Instructions to follow:
Find "the red accent" in the records that follow; print that line and each subsequent line through the last one, verbatim and with nothing added.
= = = = =
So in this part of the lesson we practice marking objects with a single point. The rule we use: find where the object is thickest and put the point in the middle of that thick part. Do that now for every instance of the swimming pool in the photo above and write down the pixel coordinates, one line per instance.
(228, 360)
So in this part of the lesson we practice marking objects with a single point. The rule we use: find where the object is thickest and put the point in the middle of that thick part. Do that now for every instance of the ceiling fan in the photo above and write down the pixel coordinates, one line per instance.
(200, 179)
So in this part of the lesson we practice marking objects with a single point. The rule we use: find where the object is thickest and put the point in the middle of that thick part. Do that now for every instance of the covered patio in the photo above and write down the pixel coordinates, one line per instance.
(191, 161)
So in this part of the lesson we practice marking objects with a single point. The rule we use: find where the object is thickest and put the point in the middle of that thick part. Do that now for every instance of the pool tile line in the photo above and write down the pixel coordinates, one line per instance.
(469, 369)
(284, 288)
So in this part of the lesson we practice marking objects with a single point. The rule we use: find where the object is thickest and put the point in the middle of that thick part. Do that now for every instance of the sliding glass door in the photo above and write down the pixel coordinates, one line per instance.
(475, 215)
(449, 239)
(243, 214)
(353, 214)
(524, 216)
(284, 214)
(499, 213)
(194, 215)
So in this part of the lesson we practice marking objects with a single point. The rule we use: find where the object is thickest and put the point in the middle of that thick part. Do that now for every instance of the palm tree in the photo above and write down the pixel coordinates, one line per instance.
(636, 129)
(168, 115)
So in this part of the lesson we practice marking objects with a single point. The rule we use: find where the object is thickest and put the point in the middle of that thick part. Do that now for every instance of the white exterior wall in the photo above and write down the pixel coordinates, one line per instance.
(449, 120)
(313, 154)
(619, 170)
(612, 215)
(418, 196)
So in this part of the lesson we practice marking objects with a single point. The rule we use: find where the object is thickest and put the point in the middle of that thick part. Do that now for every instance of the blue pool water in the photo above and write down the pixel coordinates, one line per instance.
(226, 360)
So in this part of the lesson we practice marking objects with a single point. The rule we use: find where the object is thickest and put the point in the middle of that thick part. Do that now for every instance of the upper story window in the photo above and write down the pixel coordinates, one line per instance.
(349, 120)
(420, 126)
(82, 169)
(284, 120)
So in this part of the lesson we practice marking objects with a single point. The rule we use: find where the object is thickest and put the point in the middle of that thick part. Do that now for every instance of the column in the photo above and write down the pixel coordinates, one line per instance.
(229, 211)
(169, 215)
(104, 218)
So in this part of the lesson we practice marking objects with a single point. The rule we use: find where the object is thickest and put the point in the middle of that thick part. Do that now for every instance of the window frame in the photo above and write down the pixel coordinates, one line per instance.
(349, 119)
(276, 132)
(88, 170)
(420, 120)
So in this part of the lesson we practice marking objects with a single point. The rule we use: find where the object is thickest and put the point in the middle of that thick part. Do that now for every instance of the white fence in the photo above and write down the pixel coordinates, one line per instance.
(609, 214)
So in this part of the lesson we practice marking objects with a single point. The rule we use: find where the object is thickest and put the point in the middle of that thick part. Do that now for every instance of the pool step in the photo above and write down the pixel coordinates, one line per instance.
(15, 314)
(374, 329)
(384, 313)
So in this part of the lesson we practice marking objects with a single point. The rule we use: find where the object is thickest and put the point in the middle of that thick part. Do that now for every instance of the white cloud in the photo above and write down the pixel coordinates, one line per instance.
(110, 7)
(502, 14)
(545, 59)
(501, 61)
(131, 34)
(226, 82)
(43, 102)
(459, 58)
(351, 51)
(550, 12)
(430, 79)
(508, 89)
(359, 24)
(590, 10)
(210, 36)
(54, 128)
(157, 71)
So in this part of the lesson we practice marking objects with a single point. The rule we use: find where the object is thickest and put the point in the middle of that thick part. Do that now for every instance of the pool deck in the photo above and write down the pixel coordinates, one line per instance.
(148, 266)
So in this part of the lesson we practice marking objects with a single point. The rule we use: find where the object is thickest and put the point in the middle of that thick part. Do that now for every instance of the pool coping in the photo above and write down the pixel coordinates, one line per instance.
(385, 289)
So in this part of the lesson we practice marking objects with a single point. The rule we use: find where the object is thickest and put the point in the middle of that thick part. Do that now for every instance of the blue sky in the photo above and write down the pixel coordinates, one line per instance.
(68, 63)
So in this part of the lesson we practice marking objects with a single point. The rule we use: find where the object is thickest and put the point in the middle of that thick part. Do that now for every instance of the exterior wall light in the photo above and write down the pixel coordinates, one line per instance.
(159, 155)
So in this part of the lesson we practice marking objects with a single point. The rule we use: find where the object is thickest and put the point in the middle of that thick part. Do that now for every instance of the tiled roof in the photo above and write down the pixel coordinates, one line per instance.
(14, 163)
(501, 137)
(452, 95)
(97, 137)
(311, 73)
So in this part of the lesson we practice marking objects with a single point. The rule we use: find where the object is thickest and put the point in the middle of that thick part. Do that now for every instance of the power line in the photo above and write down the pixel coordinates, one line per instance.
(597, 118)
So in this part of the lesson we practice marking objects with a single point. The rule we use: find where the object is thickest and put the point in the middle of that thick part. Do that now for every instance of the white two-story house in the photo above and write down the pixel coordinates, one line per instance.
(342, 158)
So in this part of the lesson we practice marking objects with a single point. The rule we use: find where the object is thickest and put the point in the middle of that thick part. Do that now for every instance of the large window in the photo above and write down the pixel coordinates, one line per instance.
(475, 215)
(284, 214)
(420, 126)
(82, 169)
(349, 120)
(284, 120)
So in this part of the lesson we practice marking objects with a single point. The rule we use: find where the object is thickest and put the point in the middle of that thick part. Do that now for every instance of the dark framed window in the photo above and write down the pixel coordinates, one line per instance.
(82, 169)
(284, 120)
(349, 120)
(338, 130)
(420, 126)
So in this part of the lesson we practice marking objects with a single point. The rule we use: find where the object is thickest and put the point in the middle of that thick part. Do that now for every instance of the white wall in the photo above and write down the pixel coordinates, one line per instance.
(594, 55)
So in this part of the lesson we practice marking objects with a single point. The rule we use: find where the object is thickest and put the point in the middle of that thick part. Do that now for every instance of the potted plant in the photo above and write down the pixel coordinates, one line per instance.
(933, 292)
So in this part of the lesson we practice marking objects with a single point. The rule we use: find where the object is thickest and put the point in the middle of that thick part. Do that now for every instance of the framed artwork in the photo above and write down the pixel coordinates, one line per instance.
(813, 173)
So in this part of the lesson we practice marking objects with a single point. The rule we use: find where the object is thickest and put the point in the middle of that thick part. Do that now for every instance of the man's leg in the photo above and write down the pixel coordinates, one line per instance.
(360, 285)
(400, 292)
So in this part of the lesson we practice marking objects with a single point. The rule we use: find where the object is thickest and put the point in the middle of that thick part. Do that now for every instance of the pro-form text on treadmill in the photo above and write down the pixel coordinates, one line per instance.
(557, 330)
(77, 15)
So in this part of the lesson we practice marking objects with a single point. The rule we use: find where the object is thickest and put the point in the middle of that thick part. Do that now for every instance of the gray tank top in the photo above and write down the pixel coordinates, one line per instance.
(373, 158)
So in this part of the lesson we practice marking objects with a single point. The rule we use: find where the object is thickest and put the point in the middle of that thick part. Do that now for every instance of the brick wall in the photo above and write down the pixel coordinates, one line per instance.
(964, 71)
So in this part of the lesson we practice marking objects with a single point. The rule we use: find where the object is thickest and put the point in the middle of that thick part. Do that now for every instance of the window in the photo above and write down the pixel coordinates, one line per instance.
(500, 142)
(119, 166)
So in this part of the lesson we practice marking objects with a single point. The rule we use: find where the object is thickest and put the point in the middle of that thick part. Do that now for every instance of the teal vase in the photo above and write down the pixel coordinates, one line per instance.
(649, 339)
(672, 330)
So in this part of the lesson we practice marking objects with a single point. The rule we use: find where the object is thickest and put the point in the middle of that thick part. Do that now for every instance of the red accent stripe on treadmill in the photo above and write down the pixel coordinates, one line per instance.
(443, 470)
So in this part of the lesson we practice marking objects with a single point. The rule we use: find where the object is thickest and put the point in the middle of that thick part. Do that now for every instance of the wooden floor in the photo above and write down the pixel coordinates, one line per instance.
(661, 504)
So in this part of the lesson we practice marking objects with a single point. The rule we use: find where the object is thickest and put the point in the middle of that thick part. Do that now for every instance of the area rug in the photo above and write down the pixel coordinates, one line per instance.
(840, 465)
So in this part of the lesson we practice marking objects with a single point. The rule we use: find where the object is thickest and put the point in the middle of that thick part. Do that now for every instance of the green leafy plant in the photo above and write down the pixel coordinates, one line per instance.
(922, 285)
= = = = =
Result below:
So in this part of the lesson we practice marking objects with a single point. The rule we use: find where the object is thickest and put the point in the middle of that thick part. Do that now for every instance of the red accent stripe on treadmill in the photo above and write down the pixel coordinates, one line per instance.
(443, 470)
So in this part of the lesson we practice marking objects with a single point. The rule we use: find where the object is thickest and put the point in the middle of that thick part. Do that now for every instance of the wooden floor in the photo above and write down the pixel coordinates, one line per instance.
(661, 504)
So in this part of the lesson we practice marking objects with a single point. The rule we use: find where the object is thickest and put the point in the middle of that thick part. Do that now for every instance of the area rug in the photo above and write down the pixel coordinates, one line per instance.
(840, 465)
So in this part of the lesson we practice marking objects with a single point. The rule we use: find where the object is thickest and put the point in the middle of that thick part. Do that now for every instance of the green leafy plant in the photo above and write down the pixel coordinates, one line per instance.
(922, 285)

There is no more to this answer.